++++ PAGE EXCERPT

After all, CMS is getting ready to launch its three-year eight-state dirigible, the USS Medical Home Demo, while dozens of commercial insurers are in the midst of their own PCMH pilots, trials, studies, collaboratives, programs, research, tests and assessments. This issue of NEJM has not one, not two but three articles looking past all the smoke for the fire, beyond the froth for the caffeine.
Don’t get the NEJM, don't want to take advantage of the free access (thanks NEJM!) or don’t have the time? No problem, you’re a short read away from getting what you need to know.
Before we briefly look at what John Iglehart, Meredith Rosenthal and Elliott Fisher and have to say, the DMCB discovered that CMS updated its Medicare Medical Home Demonstration web site on Sept 11 with a new fact sheet.
- There is much involvement of the organized primary care medicine groups. While transparency is an issue, kudos for getting the docs involved.
- Subspecialty practices (endocrinologists, for example) will be allowed to participate.
- The NCQA PCC-PCMH Recognition Program template will be used to define what constitutes a “medical home”, but two, not three tiers will be used. That tiering (and the payment that goes with it) will be based on a specially modified version of PCC-PCMH. One key feature that distinguishes the two tiers is the presence or absence of an electronic record.
- One chronic condition is all that’s needed for a patient become ‘high need’ and be eligible for recruitment into the demo. That’s a very low threshold.

++++++++
++++ DATA SECTION

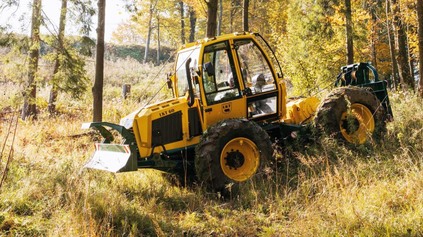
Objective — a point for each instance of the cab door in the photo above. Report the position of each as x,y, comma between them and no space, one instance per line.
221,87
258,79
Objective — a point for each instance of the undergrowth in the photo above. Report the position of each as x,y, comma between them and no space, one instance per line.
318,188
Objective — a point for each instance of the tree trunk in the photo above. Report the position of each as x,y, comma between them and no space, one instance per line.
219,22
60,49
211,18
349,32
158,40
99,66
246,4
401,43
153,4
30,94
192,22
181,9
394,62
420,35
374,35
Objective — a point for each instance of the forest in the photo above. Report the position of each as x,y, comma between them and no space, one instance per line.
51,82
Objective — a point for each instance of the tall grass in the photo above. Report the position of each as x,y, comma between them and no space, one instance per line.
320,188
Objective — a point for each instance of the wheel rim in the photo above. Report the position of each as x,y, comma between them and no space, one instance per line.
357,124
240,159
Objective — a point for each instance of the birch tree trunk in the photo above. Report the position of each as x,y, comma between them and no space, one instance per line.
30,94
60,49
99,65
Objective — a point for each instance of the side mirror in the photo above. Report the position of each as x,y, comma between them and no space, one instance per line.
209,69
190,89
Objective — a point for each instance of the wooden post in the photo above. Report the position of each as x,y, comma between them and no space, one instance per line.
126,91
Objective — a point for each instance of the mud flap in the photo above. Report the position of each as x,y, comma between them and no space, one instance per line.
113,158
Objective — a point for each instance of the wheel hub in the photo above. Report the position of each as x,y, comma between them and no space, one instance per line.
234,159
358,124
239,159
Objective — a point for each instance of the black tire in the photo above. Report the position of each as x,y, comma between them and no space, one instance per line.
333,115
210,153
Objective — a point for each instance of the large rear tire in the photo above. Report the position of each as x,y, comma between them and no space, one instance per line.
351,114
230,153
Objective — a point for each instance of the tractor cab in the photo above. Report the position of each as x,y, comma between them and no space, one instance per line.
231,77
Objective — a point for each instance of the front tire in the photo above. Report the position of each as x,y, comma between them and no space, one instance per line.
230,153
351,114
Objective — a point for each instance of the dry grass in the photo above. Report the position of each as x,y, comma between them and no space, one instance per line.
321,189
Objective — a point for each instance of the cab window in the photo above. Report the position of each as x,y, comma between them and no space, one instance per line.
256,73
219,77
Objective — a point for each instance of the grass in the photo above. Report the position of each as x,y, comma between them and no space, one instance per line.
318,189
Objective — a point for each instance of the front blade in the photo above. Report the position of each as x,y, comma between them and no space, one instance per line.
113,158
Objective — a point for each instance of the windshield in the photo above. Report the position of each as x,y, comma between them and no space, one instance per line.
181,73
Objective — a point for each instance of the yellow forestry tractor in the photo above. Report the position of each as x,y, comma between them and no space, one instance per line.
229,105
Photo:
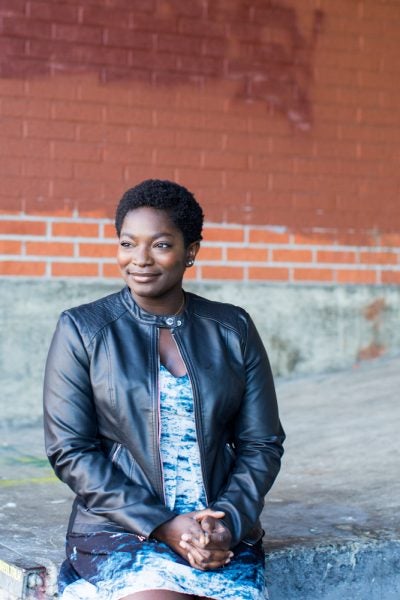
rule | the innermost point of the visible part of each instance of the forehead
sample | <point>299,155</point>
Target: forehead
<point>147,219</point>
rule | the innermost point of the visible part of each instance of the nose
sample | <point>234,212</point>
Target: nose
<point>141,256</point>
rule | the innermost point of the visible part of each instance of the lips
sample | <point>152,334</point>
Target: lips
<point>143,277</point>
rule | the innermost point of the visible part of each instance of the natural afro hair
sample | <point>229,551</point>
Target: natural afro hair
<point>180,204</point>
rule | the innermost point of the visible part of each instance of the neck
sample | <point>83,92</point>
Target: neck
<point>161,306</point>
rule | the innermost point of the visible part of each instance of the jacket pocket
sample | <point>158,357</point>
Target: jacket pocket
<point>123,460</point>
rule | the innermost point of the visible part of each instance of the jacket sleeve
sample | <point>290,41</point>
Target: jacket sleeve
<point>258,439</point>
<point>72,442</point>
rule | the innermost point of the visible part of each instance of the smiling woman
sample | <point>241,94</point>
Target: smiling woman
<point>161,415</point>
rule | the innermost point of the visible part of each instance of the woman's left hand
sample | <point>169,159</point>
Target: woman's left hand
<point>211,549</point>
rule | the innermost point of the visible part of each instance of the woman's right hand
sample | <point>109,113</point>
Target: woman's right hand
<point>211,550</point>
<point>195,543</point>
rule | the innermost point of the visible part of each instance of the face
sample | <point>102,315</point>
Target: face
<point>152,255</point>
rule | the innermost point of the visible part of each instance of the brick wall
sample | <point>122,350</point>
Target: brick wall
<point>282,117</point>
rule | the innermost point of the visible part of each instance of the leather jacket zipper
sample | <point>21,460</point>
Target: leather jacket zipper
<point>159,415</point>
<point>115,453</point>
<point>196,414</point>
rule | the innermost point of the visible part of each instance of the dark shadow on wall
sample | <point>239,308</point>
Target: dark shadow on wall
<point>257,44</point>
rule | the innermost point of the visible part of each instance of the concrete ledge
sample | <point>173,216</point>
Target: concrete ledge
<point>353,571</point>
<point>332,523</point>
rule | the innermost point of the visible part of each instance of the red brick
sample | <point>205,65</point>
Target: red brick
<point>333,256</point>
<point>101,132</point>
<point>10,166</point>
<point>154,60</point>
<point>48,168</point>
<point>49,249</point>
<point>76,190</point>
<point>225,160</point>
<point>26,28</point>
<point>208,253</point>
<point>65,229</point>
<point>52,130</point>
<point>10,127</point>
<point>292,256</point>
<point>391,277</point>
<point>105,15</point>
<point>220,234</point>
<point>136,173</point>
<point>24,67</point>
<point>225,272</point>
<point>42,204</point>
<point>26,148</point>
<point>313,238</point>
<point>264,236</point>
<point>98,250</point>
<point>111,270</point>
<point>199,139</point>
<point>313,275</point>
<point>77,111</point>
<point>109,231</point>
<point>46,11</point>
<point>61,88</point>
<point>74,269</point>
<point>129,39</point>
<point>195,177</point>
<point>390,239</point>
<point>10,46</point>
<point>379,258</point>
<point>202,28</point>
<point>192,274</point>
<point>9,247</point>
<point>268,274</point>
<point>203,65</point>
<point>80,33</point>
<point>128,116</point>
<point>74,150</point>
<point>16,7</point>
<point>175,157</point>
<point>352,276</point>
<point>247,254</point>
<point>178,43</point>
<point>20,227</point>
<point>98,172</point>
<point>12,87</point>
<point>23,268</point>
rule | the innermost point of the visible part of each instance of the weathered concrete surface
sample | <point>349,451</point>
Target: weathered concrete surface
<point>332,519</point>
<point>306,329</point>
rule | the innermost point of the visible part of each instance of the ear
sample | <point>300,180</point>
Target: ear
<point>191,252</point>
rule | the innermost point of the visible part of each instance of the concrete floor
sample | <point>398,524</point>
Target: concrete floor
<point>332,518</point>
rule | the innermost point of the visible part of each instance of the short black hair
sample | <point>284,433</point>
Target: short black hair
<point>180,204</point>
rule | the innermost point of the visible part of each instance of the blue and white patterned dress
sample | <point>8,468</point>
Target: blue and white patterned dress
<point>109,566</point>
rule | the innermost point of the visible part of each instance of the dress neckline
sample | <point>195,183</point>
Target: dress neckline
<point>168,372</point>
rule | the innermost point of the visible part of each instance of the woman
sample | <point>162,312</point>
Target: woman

++++++++

▸ WHAT TO DO
Return the entire post about the Medicare Medical Home Demonstration, word for word.

▸ RESULT OF THE TASK
After all, CMS is getting ready to launch its three-year eight-state dirigible, the USS Medical Home Demo, while dozens of commercial insurers are in the midst of their own PCMH pilots, trials, studies, collaboratives, programs, research, tests and assessments. This issue of NEJM has not one, not two but three articles looking past all the smoke for the fire, beyond the froth for the caffeine.
Don’t get the NEJM, don't want to take advantage of the free access (thanks NEJM!) or don’t have the time? No problem, you’re a short read away from getting what you need to know.
Before we briefly look at what John Iglehart, Meredith Rosenthal and Elliott Fisher and have to say, the DMCB discovered that CMS updated its Medicare Medical Home Demonstration web site on Sept 11 with a new fact sheet.
- There is much involvement of the organized primary care medicine groups. While transparency is an issue, kudos for getting the docs involved.
- Subspecialty practices (endocrinologists, for example) will be allowed to participate.
- The NCQA PCC-PCMH Recognition Program template will be used to define what constitutes a “medical home”, but two, not three tiers will be used. That tiering (and the payment that goes with it) will be based on a specially modified version of PCC-PCMH. One key feature that distinguishes the two tiers is the presence or absence of an electronic record.
- One chronic condition is all that’s needed for a patient become ‘high need’ and be eligible for recruitment into the demo. That’s a very low threshold.